Stored data entries:
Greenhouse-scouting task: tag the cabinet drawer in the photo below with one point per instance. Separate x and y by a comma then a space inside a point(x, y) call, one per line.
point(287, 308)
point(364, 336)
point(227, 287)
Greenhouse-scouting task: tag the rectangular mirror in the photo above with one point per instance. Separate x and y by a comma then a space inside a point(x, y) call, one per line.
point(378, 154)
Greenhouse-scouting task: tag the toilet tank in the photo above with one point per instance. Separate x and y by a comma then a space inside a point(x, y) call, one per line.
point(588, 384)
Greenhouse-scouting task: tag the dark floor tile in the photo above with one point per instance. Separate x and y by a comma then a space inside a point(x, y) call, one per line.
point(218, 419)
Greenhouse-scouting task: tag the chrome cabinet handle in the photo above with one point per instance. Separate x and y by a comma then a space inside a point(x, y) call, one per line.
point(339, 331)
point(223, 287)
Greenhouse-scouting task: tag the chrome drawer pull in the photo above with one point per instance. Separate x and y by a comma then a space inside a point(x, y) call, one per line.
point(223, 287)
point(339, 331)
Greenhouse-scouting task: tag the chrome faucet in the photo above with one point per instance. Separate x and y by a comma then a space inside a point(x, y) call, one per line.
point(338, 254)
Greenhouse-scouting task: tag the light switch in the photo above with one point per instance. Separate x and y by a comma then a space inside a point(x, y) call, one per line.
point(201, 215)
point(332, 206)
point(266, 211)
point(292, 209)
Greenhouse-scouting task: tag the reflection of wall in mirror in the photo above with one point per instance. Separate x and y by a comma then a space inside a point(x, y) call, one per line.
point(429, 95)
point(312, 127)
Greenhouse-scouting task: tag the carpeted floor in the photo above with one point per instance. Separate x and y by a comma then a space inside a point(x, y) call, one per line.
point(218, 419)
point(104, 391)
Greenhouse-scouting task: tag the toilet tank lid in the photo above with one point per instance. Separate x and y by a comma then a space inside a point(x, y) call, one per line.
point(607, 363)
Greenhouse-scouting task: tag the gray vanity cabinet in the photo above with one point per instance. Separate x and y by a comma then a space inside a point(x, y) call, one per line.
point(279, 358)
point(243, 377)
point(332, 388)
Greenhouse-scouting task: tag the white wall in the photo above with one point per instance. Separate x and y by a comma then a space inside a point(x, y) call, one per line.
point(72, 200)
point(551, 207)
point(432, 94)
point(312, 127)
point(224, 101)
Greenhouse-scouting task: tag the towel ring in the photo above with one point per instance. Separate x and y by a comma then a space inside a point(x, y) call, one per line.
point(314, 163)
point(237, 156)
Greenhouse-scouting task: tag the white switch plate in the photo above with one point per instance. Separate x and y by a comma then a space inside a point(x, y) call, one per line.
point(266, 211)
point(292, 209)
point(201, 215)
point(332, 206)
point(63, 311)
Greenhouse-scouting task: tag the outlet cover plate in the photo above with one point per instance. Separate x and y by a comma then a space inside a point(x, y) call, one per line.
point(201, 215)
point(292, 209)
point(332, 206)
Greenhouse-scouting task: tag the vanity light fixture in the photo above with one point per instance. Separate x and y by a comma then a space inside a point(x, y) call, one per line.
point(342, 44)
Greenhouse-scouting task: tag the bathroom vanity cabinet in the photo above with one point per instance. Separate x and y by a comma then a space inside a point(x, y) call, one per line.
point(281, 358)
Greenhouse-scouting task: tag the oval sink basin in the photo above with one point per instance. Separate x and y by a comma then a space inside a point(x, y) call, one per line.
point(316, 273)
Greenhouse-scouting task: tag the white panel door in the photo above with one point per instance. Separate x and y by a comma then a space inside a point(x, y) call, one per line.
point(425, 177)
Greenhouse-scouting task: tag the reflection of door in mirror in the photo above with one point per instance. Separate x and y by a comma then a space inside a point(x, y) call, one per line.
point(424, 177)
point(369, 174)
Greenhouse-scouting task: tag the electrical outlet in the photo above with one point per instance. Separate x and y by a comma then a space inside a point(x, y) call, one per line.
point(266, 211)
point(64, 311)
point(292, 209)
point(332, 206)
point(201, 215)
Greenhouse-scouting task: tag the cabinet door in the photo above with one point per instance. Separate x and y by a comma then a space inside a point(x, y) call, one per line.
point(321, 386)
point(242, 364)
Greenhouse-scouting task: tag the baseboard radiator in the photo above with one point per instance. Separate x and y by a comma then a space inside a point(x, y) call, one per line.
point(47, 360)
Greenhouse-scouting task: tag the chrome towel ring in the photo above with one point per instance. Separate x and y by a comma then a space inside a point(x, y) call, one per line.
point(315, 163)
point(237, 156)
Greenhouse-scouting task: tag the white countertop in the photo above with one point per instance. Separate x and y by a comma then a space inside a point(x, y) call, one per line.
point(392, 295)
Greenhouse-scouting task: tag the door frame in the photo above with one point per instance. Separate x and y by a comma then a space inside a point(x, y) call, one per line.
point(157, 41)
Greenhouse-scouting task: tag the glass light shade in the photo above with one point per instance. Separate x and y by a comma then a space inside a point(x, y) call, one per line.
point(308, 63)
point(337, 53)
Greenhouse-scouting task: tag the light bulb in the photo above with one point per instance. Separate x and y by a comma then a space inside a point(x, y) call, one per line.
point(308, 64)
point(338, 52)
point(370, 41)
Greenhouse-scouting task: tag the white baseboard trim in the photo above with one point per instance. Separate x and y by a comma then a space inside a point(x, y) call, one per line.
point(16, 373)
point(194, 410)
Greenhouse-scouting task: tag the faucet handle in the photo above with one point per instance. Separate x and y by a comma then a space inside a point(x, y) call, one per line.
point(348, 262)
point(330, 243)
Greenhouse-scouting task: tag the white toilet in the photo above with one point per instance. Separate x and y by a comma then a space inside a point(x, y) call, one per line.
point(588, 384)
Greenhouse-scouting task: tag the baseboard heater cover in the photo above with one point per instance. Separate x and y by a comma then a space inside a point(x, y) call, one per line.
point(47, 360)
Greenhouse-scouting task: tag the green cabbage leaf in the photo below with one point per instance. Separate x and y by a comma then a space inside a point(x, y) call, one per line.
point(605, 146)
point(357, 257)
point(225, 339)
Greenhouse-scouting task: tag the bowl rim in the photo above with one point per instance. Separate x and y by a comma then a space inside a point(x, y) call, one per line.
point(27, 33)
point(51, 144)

What the exercise asks
With no additions or omissions, transcribe every record.

Your solution
Greenhouse-scouting task: tag the cabinet drawer in the photo below with one point per instance. Separate x and y by a comma then a space inside a point(x, y) call, one per line.
point(287, 308)
point(364, 336)
point(227, 287)
Greenhouse-scouting task: tag the rectangular mirror in the photo above with one point per instance. Separate x and y by a comma then a space inside a point(x, y) call, one per line.
point(378, 154)
Greenhouse-scouting task: tag the toilet tank in the photo above with one point per instance. Separate x and y by a comma then a space inside a point(x, y) call, one per line.
point(588, 384)
Greenhouse-scouting task: tag the dark floor tile in the photo above with one point per instance. Separate x and y by a comma then a space inside a point(x, y) call, one per line.
point(218, 419)
Greenhouse-scouting task: tag the chrome cabinet handle in the photo above with one point per instance. Separate x and y by a comma then a space inside a point(x, y) call, one per line.
point(339, 331)
point(223, 287)
Greenhouse-scouting task: tag the chrome drawer pull in the photo above with one point per instance. Separate x and y by a comma then a space inside a point(x, y) call, one per line.
point(223, 287)
point(339, 331)
Greenhouse-scouting task: tag the chrome faucet in the photo above with one point per instance. Separate x and y by a comma then a space inside a point(x, y) call, one per line.
point(338, 254)
Greenhouse-scouting task: tag the light switch in the photo above with one point per instance. Separate x and y by a comma then a space inside a point(x, y) call, one per line.
point(201, 215)
point(332, 206)
point(266, 211)
point(292, 209)
Greenhouse-scouting task: tag the reflection of wall in mirror in the photo above with one point per instance. Separate x and y by a comma then a space inside a point(x, y) call, one per line.
point(429, 95)
point(312, 127)
Greenhouse-scouting task: tag the carpeted floor in the photo above with one point per instance. Separate x and y by a comma then a space inside a point(x, y) call, one per line.
point(218, 419)
point(104, 391)
Greenhouse-scouting task: tag the toilet tank lid in the photo above with one point per instance. Separate x and y by a comma then a space inside a point(x, y) call, one per line.
point(607, 363)
Greenhouse-scouting task: tag the gray vanity cabinet in the photo above with one point per instance. Separate x and y by a comma then a space inside a point(x, y) call, one per line.
point(279, 358)
point(243, 377)
point(332, 388)
Greenhouse-scouting task: tag the white wall in the photo above with one point per instance. Separate x and y by a comma then a space inside a point(x, y) call, one per line.
point(72, 200)
point(551, 207)
point(432, 94)
point(312, 127)
point(224, 101)
Greenhouse-scouting task: tag the towel ring in the photo above with one point per instance. Separate x and y by a comma then a space inside a point(x, y) call, one per line.
point(314, 163)
point(237, 156)
Greenhouse-scouting task: tag the white switch plate in the photo above with one point per instance. Separate x and y by a comma then a space inside a point(x, y) call, one per line.
point(266, 211)
point(292, 209)
point(201, 215)
point(332, 206)
point(63, 311)
Greenhouse-scouting task: tag the outlet cover plate in the photo above with one point per instance. Separate x and y by a comma then a space inside a point(x, y) call, one per line.
point(201, 215)
point(292, 209)
point(332, 206)
Greenhouse-scouting task: tag the vanity light fixture in the photo above with one point per instance. Separate x and y by a comma then a space inside a point(x, y) call, one per line.
point(342, 44)
Greenhouse-scouting task: tag the bathroom vanity cabinet in the photo above with one point per instance. Separate x and y by a comma then a space inside a point(x, y) call, one per line.
point(281, 358)
Greenhouse-scouting task: tag the oval sink basin in the photo above with one point per instance. Separate x and y by a comma then a space inside a point(x, y) call, one per line.
point(316, 273)
Greenhouse-scouting task: tag the white panel door in the photo above with one point per instance. Separate x and y by a comma then a space inside a point(x, y) call, one per line.
point(425, 177)
Greenhouse-scouting task: tag the reflection of door in mirror in the photo above with one point per instance. Separate x and y by a comma then a space inside a point(x, y) call, one per line.
point(424, 177)
point(369, 174)
Greenhouse-scouting task: tag the electrical outlet in the photo above with one point per instance. Separate x and y by a comma then a space inside a point(x, y) call, one per line.
point(266, 211)
point(64, 311)
point(292, 209)
point(332, 206)
point(201, 215)
Greenhouse-scouting task: tag the cabinet door in the photo above with one point per instance. Separate x and y by a comma then a space inside a point(x, y) call, one per line.
point(321, 386)
point(242, 364)
Greenhouse-scouting task: tag the baseboard radiator in the photo above with one point per instance. Separate x and y by a comma then a space inside a point(x, y) call, one per line.
point(47, 360)
Greenhouse-scouting task: tag the chrome towel ring in the photo above with one point per instance. Separate x and y by a comma then a space inside a point(x, y) call, one per line.
point(315, 163)
point(237, 156)
Greenhouse-scouting task: tag the white countertop in the photo above with one point per instance. Separate x and y by a comma then a space inside a point(x, y) call, one per line.
point(392, 295)
Greenhouse-scouting task: tag the door frame in the photo above with one point per instance. Separate x and y by a comma then a space inside a point(x, y) call, one per line.
point(157, 41)
Greenhouse-scouting task: tag the glass light shade in the photo above with one point per instance. Separate x and y by a comma then a space inside a point(x, y) call, one per line.
point(308, 63)
point(337, 53)
Greenhouse-scouting task: tag the light bulb in the photo above with one point per instance. Separate x and y by a comma then a space inside a point(x, y) call, one per line.
point(308, 64)
point(338, 52)
point(370, 41)
Greenhouse-scouting task: tag the white baseboard trim in the photo above with one point per instance. Separate x and y by a comma then a space inside a point(x, y) call, one per line.
point(16, 373)
point(194, 410)
Greenhouse-scouting task: tag the faucet handle in the photo above with one point per instance. Separate x and y by a comma then a space inside a point(x, y) call, one per line.
point(348, 262)
point(330, 243)
Greenhouse-scouting task: tag the white toilet in the photo above with one point per instance. Separate x and y by a comma then a space inside a point(x, y) call, one per line.
point(588, 384)
Greenhouse-scouting task: tag the baseboard heater cover in the photo above with one point per instance. Separate x and y by a comma then a space inside a point(x, y) call, one per line.
point(47, 360)
Greenhouse-scouting task: tag the green cabbage leaf in the photo below with one point per instance. Separate x and y by a comma then a space inside a point(x, y) call, one per line.
point(605, 146)
point(357, 257)
point(225, 339)
Greenhouse-scouting task: tag the bowl rim in the photo above with one point per instance. Separate x and y by a comma then a space inside a point(x, y) call, one per line.
point(27, 33)
point(51, 144)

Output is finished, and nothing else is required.